* _WORK REQUIRED_
Pull out each line of the records containing the word "pair" and list those lines.

* _INFORMATION SHOWN_
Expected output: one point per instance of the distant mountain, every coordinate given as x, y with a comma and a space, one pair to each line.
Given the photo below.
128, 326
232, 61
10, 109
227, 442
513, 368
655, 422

---

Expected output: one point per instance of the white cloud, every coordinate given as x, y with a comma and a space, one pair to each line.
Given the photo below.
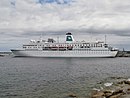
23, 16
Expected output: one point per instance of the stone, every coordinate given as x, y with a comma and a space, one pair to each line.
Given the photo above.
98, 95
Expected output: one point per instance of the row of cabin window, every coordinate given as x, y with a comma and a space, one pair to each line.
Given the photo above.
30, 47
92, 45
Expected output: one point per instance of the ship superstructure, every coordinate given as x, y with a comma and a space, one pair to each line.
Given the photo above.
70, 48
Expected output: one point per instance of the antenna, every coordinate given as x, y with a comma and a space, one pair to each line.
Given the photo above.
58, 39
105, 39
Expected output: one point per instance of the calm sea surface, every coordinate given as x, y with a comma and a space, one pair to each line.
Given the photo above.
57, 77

--

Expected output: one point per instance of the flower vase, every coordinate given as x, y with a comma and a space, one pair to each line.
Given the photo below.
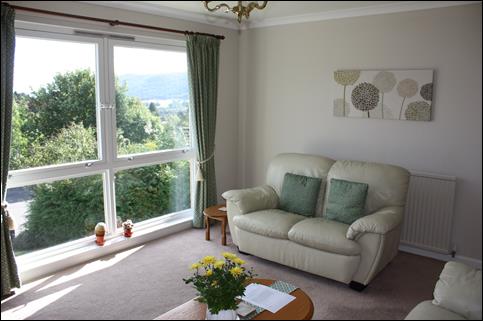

* _RESULT FOR THIS TASK_
Expected output: one point per instance of the distant mountain, every coordinate given as x, y with a comma and a space, one pair to each line.
Expected output: one point per instance of the white cloud, every coordinate given as x, y with a comma and a space, one pair to each line.
Expected output: one point per instance of the stone, every coordinate given as x, y with a comma and a space, one pair to each line.
Expected output: one point per instance of the row of cabin window, every coordinate given as x, y with a comma and a space, one pair to each line.
Expected output: one point per instance of the ship superstructure, every coordinate given as x, y with a comma and a space, one pair to each line.
Expected output: one point per instance of the antenna, every coordinate given as x, y with a comma and a space, one pair to each line.
Expected output: one point per instance of the calm sea surface, every coordinate given as x, y with a comma and a space, one pair to each line.
Expected output: one point per instance of the flower vase, every coordinate given as x, y with a comma and a space, one pair to each line.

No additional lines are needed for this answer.